— START OF TASK INPUT —

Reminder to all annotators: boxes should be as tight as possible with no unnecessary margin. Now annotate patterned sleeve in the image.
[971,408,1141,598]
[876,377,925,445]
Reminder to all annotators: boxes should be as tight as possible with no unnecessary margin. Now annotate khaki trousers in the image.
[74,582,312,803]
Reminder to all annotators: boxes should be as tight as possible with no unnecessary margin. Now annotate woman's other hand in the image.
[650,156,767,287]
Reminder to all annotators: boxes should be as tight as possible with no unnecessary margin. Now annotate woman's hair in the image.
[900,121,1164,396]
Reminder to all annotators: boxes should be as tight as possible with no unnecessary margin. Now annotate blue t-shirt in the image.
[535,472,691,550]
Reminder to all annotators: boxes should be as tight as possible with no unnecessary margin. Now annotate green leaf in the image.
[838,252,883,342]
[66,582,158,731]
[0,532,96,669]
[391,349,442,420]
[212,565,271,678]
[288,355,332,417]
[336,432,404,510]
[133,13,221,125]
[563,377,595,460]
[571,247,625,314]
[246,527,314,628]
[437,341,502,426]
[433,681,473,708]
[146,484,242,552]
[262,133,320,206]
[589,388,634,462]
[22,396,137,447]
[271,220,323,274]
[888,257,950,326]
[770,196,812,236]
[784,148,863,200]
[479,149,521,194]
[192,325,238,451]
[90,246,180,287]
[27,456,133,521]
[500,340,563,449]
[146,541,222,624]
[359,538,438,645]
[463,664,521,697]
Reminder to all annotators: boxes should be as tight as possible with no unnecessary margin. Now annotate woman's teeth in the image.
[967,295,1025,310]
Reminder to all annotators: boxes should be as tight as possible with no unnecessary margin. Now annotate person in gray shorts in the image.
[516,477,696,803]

— END OF TASK INPUT —
— START OF TASK INPUT —

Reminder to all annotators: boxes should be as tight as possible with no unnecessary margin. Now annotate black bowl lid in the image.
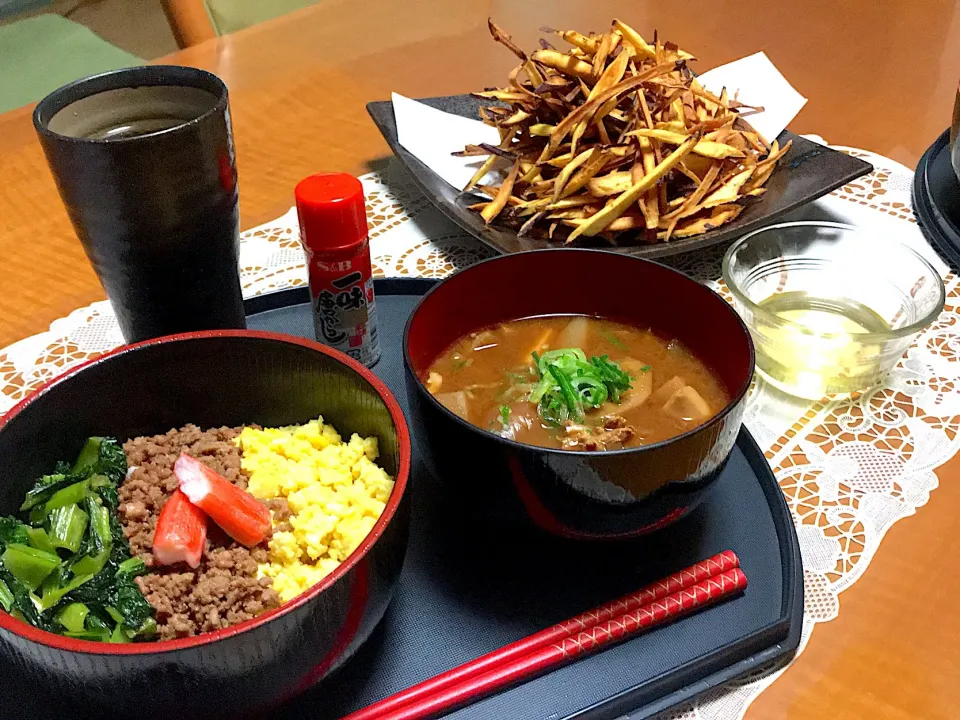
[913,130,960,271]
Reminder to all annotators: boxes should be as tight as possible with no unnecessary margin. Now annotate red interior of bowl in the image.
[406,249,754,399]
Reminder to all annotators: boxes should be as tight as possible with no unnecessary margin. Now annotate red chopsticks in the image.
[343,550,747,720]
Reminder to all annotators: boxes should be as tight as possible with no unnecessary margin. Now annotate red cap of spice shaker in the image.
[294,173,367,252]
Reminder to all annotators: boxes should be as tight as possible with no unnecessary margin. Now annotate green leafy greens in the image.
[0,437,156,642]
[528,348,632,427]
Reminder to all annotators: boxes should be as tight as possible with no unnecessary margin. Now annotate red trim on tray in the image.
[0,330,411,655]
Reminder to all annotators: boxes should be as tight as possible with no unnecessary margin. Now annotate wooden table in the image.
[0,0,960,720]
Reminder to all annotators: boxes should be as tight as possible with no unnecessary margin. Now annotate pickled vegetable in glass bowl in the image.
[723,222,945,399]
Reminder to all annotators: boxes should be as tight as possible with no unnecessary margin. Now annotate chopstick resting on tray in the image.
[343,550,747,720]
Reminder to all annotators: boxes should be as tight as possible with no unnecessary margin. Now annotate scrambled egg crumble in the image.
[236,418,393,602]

— END OF TASK INPUT —

WHAT YOU ARE ASKED TO DO = Repeat the material from the line with "shorts in the image." up to and including the line with "[516,477,696,803]".

FINAL ANSWER =
Reminder to all annotators: boxes should be as tight as possible with no unnecessary margin. Now annotate person in gray shorts in the image.
[516,477,696,803]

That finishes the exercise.